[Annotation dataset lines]

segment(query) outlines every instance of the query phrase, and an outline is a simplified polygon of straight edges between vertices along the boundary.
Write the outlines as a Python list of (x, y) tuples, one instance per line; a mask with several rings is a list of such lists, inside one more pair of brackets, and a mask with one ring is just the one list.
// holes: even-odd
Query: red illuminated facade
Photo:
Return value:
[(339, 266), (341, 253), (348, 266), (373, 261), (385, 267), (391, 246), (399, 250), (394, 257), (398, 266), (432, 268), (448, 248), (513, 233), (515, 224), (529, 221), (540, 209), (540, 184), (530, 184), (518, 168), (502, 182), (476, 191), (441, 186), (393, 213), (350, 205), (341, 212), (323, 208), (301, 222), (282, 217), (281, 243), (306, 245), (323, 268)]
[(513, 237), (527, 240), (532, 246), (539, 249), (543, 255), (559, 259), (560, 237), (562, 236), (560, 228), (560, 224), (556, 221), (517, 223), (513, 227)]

WHAT IS BEING ASKED »
Lay out the lines above as a Markdown table with the columns n and Line, numbering each row and leaving out blank lines.

ANSWER TO THIS PROBLEM »
| n | Line |
|---|---|
| 1 | segment(query) outlines every instance of the query phrase, and an outline is a simplified polygon of straight edges between vertices along the boundary. |
| 2 | Write the outlines as a Python list of (x, y) tuples, one instance per line; a mask with several rings is a list of such lists, inside one more pair of brackets, and a mask with one ring is just the one list. |
| 3 | // holes: even-odd |
| 4 | Query: red illuminated facade |
| 5 | Photo: |
| 6 | Return value: |
| 7 | [(339, 266), (341, 253), (348, 266), (373, 261), (385, 267), (391, 246), (399, 250), (394, 257), (398, 266), (432, 268), (448, 248), (513, 233), (515, 224), (529, 221), (540, 209), (540, 184), (530, 184), (518, 168), (502, 182), (476, 191), (441, 186), (393, 213), (350, 205), (341, 212), (323, 208), (301, 222), (282, 217), (281, 243), (306, 245), (323, 268)] |
| 8 | [(513, 237), (527, 240), (532, 246), (539, 249), (543, 255), (559, 259), (560, 237), (562, 236), (560, 228), (560, 224), (556, 221), (517, 223), (513, 227)] |